- Born: Kiyoshi Lawrence Shinoda March 25, 1930 Los Angeles, California
- Died: November 13, 1997 (aged 67) Bloomfield Hills, Michigan
- Occupation: automotive designer
- Years active: 1955–97
- Notable work: Chevrolet Corvette (C2), Chevrolet Corvette (C3), Boss 302 Mustang

= Larry Shinoda =

American automotive designer (1930–1997)

Lawrence Kiyoshi "Larry" Shinoda (25 March 1930 - 13 November 1997) was an American automotive designer best known for his work on the Chevrolet Corvette and Ford Mustang.

==Early life and internment==
Shinoda was born in Los Angeles, California, to Issei parents who were both immigrants from Japan. Shinoda's father, Kiyoshi, arrived in the United States when he was 12 and graduated from UC Berkeley with a degree in electrical engineering. His mother, Hide Watanabe, was born in 1906 and emigrated to the United States with her parents when she was less than one year old. She graduated from Woodbury College. Both of his parents were members of the Union Church of Los Angeles, where they met and were married. Larry had a sister, Aiko (Grace), who was three years older than him and was also artistically inclined.

Shinoda grew up in Southern California, where he started developing his artistic talents in grade school. Kiyoshi died when Larry was 3. He was interned with his sister, mother, and maternal family (an uncle, two aunts and a grandmother) by the U.S. government during World War II under U.S. Executive Order 9066 into the Manzanar "War Relocation Camp" in California. According to his internee data file, he was in grade 7 and spoke English only when he entered Manzanar; he had never attended a Japanese language school.

At camp, he snuck past the barbed wire to play and fish. His first recorded functional design was a set of reclining back chairs for his mother and grandmother at the incarceration camp that attracted the admiration of other incarcerees. The family was released and moved to Grand Junction, Colorado, in spring 1944 to help out at a farm owned by his paternal grandfather; that side of the family had avoided incarceration by fleeing California.

_WORK TASK_: Continue the Larry Shinoda biography after the family's move to Grand Junction, Colorado.

_PROVIDED INFORMATION_:

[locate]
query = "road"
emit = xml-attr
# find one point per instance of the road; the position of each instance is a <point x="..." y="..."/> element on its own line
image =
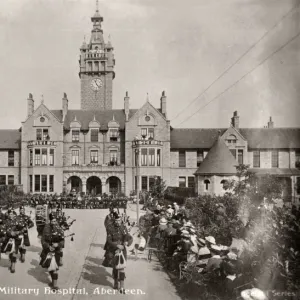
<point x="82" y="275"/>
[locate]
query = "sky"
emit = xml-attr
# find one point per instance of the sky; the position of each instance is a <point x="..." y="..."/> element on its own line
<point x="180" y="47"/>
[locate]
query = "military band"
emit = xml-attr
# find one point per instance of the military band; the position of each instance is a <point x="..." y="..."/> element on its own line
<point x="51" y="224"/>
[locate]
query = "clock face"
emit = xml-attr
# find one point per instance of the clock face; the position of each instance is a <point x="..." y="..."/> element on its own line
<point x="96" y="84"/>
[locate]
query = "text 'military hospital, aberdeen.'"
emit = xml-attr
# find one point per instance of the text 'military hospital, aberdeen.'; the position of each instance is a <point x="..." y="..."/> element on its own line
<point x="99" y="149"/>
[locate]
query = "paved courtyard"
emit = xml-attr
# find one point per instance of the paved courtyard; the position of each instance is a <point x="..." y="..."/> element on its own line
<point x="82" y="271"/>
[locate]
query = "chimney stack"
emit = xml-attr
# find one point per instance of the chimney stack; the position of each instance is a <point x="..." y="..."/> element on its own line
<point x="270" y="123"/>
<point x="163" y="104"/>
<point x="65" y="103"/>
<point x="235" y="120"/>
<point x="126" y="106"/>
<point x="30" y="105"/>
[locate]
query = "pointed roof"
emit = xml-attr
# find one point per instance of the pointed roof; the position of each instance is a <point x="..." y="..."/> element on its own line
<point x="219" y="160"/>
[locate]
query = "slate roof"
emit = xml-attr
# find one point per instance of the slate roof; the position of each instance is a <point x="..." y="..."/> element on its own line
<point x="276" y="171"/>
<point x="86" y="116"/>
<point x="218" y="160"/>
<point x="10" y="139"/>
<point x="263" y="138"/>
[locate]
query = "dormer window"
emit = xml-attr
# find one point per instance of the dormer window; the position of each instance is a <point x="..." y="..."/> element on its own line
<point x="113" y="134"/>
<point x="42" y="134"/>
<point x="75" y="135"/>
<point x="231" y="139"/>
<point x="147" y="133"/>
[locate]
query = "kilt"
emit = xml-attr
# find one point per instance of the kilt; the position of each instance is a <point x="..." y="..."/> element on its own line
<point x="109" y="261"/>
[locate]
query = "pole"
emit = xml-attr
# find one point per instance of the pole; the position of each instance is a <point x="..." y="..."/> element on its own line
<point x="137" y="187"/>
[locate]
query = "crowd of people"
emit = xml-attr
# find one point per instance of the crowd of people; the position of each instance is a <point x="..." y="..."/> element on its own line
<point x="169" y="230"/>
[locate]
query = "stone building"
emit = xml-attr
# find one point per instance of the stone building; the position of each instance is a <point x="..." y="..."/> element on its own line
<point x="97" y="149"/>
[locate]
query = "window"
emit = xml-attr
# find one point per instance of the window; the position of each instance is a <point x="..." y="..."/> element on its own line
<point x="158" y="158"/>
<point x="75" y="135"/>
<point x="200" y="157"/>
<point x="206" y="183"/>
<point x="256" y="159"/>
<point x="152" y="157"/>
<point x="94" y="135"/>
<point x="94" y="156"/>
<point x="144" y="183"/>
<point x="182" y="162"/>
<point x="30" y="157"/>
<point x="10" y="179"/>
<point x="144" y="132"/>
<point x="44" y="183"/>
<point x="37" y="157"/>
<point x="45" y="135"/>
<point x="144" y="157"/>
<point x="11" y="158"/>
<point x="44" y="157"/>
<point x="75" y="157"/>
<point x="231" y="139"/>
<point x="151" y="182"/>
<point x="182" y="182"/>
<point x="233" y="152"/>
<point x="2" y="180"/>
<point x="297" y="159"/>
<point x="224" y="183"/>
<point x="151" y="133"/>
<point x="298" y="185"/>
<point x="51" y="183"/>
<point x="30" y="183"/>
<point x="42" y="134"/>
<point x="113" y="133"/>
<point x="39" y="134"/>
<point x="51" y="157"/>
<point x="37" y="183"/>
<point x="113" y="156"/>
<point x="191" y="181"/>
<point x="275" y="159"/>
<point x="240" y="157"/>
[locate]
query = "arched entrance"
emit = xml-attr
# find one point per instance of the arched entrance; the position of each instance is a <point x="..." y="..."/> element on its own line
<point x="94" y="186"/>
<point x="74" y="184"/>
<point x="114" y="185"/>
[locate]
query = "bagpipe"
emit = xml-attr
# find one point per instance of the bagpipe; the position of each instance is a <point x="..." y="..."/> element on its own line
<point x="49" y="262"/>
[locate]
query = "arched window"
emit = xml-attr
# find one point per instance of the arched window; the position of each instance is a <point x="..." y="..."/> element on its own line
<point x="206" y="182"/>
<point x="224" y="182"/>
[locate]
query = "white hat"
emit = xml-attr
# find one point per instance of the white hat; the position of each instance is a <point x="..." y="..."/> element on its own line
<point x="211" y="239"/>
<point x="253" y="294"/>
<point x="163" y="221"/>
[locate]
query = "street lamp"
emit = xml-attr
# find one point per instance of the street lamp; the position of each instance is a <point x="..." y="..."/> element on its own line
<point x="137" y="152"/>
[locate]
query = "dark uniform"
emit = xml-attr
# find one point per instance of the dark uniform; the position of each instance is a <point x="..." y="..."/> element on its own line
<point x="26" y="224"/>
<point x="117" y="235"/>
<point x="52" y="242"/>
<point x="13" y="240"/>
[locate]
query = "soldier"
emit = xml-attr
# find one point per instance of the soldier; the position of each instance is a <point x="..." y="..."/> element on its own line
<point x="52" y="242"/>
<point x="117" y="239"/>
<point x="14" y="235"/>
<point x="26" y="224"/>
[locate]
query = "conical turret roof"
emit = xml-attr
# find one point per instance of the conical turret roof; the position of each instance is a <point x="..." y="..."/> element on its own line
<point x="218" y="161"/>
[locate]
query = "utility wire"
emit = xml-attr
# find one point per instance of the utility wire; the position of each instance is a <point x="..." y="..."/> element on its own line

_RESPONSE TO THIS EXERCISE_:
Shinoda completed his high school education at Eagle Rock High School in Los Angeles. While working for Weiand, Shinoda earned an associate's degree from Pasadena City College; upon graduating, he enlisted with the Air National Guard and served for two years, sixteen months of which were spent in Korea. Upon his return, he attended the Art Center College of Design in Los Angeles before it moved to Pasadena, but made a "negotiated" exit before graduating; he had been told (mistakenly) that attendance was optional if he turned in the assignments.

==Career==
As a young man in Los Angeles, Shinoda built hot rods and raced them on the streets. One of the first cars he built was "Chopsticks Special", a 1932 Ford deuce coupe equipped with a 298 flathead V8, which he acquired from a coworker at Weiand, Bob Lee. Shinoda sold the Deuce coupe in 1953 to Don Montgomery and built a 1929 Ford roadster. This coupe has since been identified and restored. His 1929 Ford, named "Chopsticks Special IV", was powered by a flathead V8 with Ardun OHV heads. Shinoda won the "A" Hot Roadster class at the first NHRA U.S. Nationals held in Great Bend, Kansas with Chopsticks Special IV in 1955. Shinoda sold the 1929 Ford as parts to his partner in the car, Jack Powers, in 1956.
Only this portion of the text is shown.